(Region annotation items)
================

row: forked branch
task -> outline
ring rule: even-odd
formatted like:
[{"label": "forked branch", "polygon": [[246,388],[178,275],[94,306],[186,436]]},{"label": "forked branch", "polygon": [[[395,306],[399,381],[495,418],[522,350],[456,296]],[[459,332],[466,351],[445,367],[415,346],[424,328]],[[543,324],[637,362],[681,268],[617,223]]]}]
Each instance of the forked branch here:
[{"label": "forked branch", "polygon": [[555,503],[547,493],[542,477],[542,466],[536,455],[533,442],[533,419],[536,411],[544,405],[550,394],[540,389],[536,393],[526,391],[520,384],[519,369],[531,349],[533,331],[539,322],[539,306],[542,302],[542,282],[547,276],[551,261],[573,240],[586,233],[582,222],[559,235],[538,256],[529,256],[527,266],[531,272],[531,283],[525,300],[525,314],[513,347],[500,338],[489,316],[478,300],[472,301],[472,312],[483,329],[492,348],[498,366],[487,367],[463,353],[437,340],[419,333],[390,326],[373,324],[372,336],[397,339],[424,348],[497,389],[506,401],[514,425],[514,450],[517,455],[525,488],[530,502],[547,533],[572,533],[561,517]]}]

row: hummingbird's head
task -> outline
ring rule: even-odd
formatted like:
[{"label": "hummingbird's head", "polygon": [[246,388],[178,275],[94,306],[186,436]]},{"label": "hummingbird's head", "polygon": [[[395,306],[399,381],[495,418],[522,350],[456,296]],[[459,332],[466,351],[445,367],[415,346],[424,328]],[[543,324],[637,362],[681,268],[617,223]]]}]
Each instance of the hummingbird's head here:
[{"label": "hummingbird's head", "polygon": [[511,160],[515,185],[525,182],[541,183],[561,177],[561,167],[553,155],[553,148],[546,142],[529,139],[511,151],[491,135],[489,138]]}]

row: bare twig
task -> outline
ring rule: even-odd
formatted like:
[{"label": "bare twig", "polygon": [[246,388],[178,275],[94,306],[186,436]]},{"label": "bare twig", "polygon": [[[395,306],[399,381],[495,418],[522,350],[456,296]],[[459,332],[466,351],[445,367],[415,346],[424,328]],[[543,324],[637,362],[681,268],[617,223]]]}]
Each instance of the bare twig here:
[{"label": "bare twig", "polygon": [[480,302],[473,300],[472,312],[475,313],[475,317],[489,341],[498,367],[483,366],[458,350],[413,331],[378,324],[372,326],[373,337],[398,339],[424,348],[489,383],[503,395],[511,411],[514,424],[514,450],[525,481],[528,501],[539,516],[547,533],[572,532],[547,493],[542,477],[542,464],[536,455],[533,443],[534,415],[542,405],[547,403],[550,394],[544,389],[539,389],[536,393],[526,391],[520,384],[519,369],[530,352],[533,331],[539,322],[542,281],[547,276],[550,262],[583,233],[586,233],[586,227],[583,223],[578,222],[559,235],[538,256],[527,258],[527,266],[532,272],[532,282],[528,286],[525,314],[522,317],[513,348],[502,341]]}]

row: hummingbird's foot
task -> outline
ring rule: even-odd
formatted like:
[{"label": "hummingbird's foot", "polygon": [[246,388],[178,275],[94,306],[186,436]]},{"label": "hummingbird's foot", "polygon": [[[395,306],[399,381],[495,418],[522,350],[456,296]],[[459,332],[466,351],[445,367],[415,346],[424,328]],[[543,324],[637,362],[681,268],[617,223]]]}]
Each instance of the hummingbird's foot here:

================

» Task goal:
Render the lines above as a Markdown table with columns named Row and Line. Number each line in the Row column and leave out the blank ones.

» Answer for this exercise:
| Row | Line |
|---|---|
| 1 | row: forked branch |
| 2 | task -> outline |
| 3 | ring rule: even-odd |
| 4 | formatted like: |
| 5 | [{"label": "forked branch", "polygon": [[246,388],[178,275],[94,306],[186,436]]},{"label": "forked branch", "polygon": [[[395,306],[399,381],[495,418],[522,350],[456,296]],[[459,332],[466,351],[445,367],[415,346],[424,328]],[[543,324],[637,362],[681,268],[617,223]]]}] |
| 6 | Each instance of the forked branch here: |
| 7 | [{"label": "forked branch", "polygon": [[555,503],[547,493],[542,477],[542,466],[536,455],[533,442],[533,419],[536,411],[544,405],[550,394],[540,389],[536,393],[526,391],[520,384],[519,369],[531,349],[533,331],[539,322],[539,306],[542,302],[542,282],[547,276],[551,261],[573,240],[586,233],[582,222],[559,235],[538,256],[529,256],[527,266],[531,272],[531,283],[525,300],[525,314],[513,347],[500,338],[489,316],[478,300],[472,301],[472,312],[483,329],[492,348],[498,366],[487,367],[463,353],[437,340],[419,333],[390,326],[373,324],[372,336],[397,339],[424,348],[497,389],[506,401],[514,425],[514,450],[517,455],[525,488],[530,502],[547,533],[572,533],[561,517]]}] |
| 8 | row: hummingbird's head |
| 9 | task -> outline |
| 10 | ring rule: even-odd |
| 11 | formatted like: |
| 12 | [{"label": "hummingbird's head", "polygon": [[246,388],[178,275],[94,306],[186,436]]},{"label": "hummingbird's head", "polygon": [[[395,306],[399,381],[495,418],[522,350],[456,296]],[[459,332],[466,351],[445,367],[415,346],[424,328]],[[543,324],[637,362],[681,268],[617,223]]]}] |
| 13 | Each instance of the hummingbird's head here: |
| 14 | [{"label": "hummingbird's head", "polygon": [[511,160],[515,185],[525,182],[541,183],[561,177],[561,167],[553,155],[553,148],[546,142],[529,139],[511,151],[491,135],[489,138]]}] |
| 15 | row: bare twig |
| 16 | task -> outline |
| 17 | ring rule: even-odd |
| 18 | formatted like: |
| 19 | [{"label": "bare twig", "polygon": [[246,388],[178,275],[94,306],[186,436]]},{"label": "bare twig", "polygon": [[[395,306],[399,381],[495,418],[522,350],[456,296]],[[459,332],[466,351],[445,367],[415,346],[424,328]],[[543,324],[637,362],[681,268],[617,223]]]}] |
| 20 | Each instance of the bare twig here: |
| 21 | [{"label": "bare twig", "polygon": [[480,302],[473,300],[472,312],[475,313],[475,317],[489,341],[498,367],[483,366],[458,350],[413,331],[378,324],[372,326],[373,337],[398,339],[424,348],[489,383],[503,395],[511,411],[514,424],[514,450],[525,481],[528,501],[539,516],[547,533],[572,532],[547,493],[542,477],[542,464],[536,455],[533,443],[534,415],[542,405],[547,403],[550,394],[544,389],[539,389],[536,393],[526,391],[520,384],[519,369],[530,352],[533,331],[539,322],[542,281],[547,276],[550,262],[583,233],[586,233],[586,227],[583,223],[578,222],[559,235],[538,256],[527,258],[527,266],[532,272],[532,282],[528,286],[525,314],[522,317],[513,348],[502,341]]}] |
| 22 | row: hummingbird's foot |
| 23 | task -> outline |
| 24 | ring rule: even-odd |
| 25 | formatted like: |
| 26 | [{"label": "hummingbird's foot", "polygon": [[246,388],[178,275],[94,306],[186,436]]},{"label": "hummingbird's foot", "polygon": [[[395,306],[399,381],[495,418],[522,350],[456,296]],[[459,332],[466,351],[445,367],[415,346],[424,328]],[[543,324],[637,362],[681,268],[617,223]]]}] |
| 27 | Each instance of the hummingbird's foot here: |